> _What the task requires_:
The output should match the data below line for line.

(Referring expression pointing data)
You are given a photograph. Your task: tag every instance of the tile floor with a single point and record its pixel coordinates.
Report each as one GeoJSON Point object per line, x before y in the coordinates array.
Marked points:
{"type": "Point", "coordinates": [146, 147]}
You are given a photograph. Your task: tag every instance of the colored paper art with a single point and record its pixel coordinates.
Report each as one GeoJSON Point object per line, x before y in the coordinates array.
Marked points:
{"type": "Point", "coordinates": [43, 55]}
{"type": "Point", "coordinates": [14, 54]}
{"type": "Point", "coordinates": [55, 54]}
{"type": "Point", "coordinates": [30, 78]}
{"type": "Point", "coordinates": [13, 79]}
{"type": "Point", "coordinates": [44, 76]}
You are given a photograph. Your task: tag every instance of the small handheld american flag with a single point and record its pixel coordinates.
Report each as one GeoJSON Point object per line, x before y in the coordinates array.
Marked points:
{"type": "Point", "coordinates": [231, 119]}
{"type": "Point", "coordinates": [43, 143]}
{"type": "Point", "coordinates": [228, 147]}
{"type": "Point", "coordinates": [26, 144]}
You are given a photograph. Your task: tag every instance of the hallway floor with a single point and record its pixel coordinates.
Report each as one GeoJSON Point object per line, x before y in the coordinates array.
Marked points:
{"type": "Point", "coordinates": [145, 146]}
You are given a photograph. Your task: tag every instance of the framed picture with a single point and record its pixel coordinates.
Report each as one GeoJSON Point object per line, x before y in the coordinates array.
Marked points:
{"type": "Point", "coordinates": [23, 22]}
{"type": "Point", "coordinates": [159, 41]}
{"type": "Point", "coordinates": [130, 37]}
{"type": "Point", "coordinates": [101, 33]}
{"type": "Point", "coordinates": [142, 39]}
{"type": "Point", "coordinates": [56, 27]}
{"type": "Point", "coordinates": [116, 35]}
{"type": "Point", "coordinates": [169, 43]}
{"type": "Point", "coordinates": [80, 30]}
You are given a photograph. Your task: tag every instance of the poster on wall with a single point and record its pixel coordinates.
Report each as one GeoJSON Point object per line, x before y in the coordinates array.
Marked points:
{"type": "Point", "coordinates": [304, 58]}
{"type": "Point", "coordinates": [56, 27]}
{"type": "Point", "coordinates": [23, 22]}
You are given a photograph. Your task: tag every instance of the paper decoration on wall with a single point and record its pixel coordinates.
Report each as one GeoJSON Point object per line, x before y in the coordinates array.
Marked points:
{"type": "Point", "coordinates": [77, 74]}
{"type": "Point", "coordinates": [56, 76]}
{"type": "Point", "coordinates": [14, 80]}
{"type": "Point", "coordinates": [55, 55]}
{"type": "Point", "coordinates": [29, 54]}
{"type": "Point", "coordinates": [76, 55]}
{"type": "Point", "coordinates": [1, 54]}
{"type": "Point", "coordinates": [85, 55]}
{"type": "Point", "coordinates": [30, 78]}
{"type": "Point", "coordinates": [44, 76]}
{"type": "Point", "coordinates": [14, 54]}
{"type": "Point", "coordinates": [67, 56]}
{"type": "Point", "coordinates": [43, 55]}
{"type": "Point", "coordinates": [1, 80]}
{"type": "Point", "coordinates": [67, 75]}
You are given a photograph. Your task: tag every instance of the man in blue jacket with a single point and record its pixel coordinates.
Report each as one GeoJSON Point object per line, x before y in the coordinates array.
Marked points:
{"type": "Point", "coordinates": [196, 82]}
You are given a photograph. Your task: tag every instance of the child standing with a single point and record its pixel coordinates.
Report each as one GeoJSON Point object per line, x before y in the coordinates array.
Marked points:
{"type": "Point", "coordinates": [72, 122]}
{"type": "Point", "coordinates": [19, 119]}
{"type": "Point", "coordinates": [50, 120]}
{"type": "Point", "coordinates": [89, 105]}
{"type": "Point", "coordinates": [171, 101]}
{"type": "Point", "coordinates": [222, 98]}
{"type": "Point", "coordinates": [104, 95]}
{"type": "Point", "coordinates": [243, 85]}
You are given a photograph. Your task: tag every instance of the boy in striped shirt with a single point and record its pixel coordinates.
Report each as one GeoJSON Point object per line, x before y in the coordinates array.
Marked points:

> _Task solution_:
You are given a photograph. Your task: tag every instance of the tile floor with a single point and record its pixel coordinates.
Report each as one GeoJSON Point object per line, x before y in the coordinates array.
Marked points:
{"type": "Point", "coordinates": [146, 147]}
You are given a photograph. Your task: tag every instance of the colored paper art with a single point and record its pixel coordinates.
Report each as one GeoJSON Point object per line, x before y in the coordinates array.
Marked points:
{"type": "Point", "coordinates": [43, 55]}
{"type": "Point", "coordinates": [14, 54]}
{"type": "Point", "coordinates": [55, 54]}
{"type": "Point", "coordinates": [30, 78]}
{"type": "Point", "coordinates": [13, 79]}
{"type": "Point", "coordinates": [44, 76]}
You are given a photograph. Your task: tag every instance of the small handheld american flag with a single point and record its pixel coordinates.
Report each as one GeoJSON Point object per line, x before y in the coordinates array.
Marked points:
{"type": "Point", "coordinates": [231, 119]}
{"type": "Point", "coordinates": [43, 143]}
{"type": "Point", "coordinates": [228, 147]}
{"type": "Point", "coordinates": [26, 144]}
You are given a photograph. Your task: tag every instance of the hallway floor with a single point and record its pixel coordinates.
Report each as one GeoJSON Point object per line, x before y in the coordinates array.
Marked points:
{"type": "Point", "coordinates": [145, 146]}
You are given a photograph. Your task: tag every instance of the framed picture with a single point and record its pixel coordinates.
Report each as one GeoJSON Point object per line, x before y in the coordinates array.
Marked points:
{"type": "Point", "coordinates": [23, 22]}
{"type": "Point", "coordinates": [159, 41]}
{"type": "Point", "coordinates": [130, 37]}
{"type": "Point", "coordinates": [101, 33]}
{"type": "Point", "coordinates": [142, 39]}
{"type": "Point", "coordinates": [56, 27]}
{"type": "Point", "coordinates": [116, 35]}
{"type": "Point", "coordinates": [169, 43]}
{"type": "Point", "coordinates": [80, 30]}
You are given a photograph. Your task: tag every instance of the poster on wall with a single point and record its pixel coordinates.
Report each as one GeoJSON Point object per line, x before y in the coordinates array.
Marked points:
{"type": "Point", "coordinates": [304, 58]}
{"type": "Point", "coordinates": [56, 27]}
{"type": "Point", "coordinates": [23, 22]}
You are given a photograph. Your task: tag every instance of the paper decoration on wall with a single point and record its pixel coordinates.
Report each as one GeoJSON Point object per line, x before y in the coordinates array.
Marked points:
{"type": "Point", "coordinates": [77, 74]}
{"type": "Point", "coordinates": [56, 76]}
{"type": "Point", "coordinates": [14, 80]}
{"type": "Point", "coordinates": [55, 55]}
{"type": "Point", "coordinates": [29, 54]}
{"type": "Point", "coordinates": [76, 55]}
{"type": "Point", "coordinates": [1, 54]}
{"type": "Point", "coordinates": [85, 55]}
{"type": "Point", "coordinates": [30, 78]}
{"type": "Point", "coordinates": [44, 76]}
{"type": "Point", "coordinates": [14, 54]}
{"type": "Point", "coordinates": [67, 56]}
{"type": "Point", "coordinates": [43, 55]}
{"type": "Point", "coordinates": [1, 80]}
{"type": "Point", "coordinates": [67, 75]}
You are given a photograph. Your task: tag every instance of the man in blue jacket with a single point and record its pixel coordinates.
Report each as one GeoJSON Point object per line, x before y in the coordinates array.
Marked points:
{"type": "Point", "coordinates": [196, 82]}
You are given a photograph. Your task: tag every instance of the child standing with a single point and record its pixel coordinates.
Report each as one GeoJSON Point object per line, x before y in the coordinates array.
Marked points:
{"type": "Point", "coordinates": [72, 122]}
{"type": "Point", "coordinates": [19, 119]}
{"type": "Point", "coordinates": [50, 120]}
{"type": "Point", "coordinates": [89, 105]}
{"type": "Point", "coordinates": [171, 101]}
{"type": "Point", "coordinates": [222, 98]}
{"type": "Point", "coordinates": [104, 95]}
{"type": "Point", "coordinates": [243, 85]}
You are given a photograph. Your task: tag every instance of the boy in striped shirt with a single point and record its pixel coordinates.
Report each as one GeoJSON Point object per line, x before y in the coordinates array.
Marked points:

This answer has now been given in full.